== What is asked ==
[1] Duplicate the part of the passage on reinvention in the lending industry that starts with "Reinvention is a" and goes on through "and organizational survivability.".
[2] In two sentences, summarize the passage on reinvention in the lending industry.

** Begin Selected passage **

Reinvention is a wonderful word. For those of us fighting for survival in a depressed housing and lending environment, this may not be the first word uttered when asked about the future of the industry. Yet reinvention is precisely the opportunity available to us and our management teams as they try to assemble the pieces for future personal and organizational survivability.
Why reinvention? Why not intervention or rescue or even help as the word of choice? To find this answer, we must attempt to place all the financial, technological, processes, staffing adjustments and articles holistically into context.
The financial market and securitization rebalancing efforts underway were not created by a onetime event. It accumulated gradually but with escalating fervor as a result of credit standards, available equity, and a consumer-debt mindset that pushed ratios to record highs. Furthermore, of the over $110 trillion dollars of global debt, bonds, and government securities, less than 10% are tied to our mortgage markets. Subprime and Alt-A account for less than 20% of that reduced total.

** End Selected passage **
** Begin Data listing **

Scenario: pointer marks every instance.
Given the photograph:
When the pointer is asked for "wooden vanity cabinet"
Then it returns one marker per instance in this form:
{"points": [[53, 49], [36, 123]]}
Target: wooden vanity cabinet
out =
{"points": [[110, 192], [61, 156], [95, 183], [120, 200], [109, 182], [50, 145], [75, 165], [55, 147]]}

** End Data listing **

== Responses per task ==
[1]
Reinvention is a wonderful word. For those of us fighting for survival in a depressed housing and lending environment, this may not be the first word uttered when asked about the future of the industry. Yet reinvention is precisely the opportunity available to us and our management teams as they try to assemble the pieces for future personal and organizational survivability.

[2] Reinvention, though not the first word people in a depressed housing and lending market might choose, is the opportunity open to management teams working toward future survival, and understanding why requires placing the financial, technological, process and staffing adjustments in context. The current market rebalancing was not caused by a onetime event but built up gradually through credit standards, available equity and a consumer-debt mindset, and less than 10% of the over $110 trillion in global debt, bonds and government securities is tied to mortgage markets, with subprime and Alt-A making up less than 20% of that share.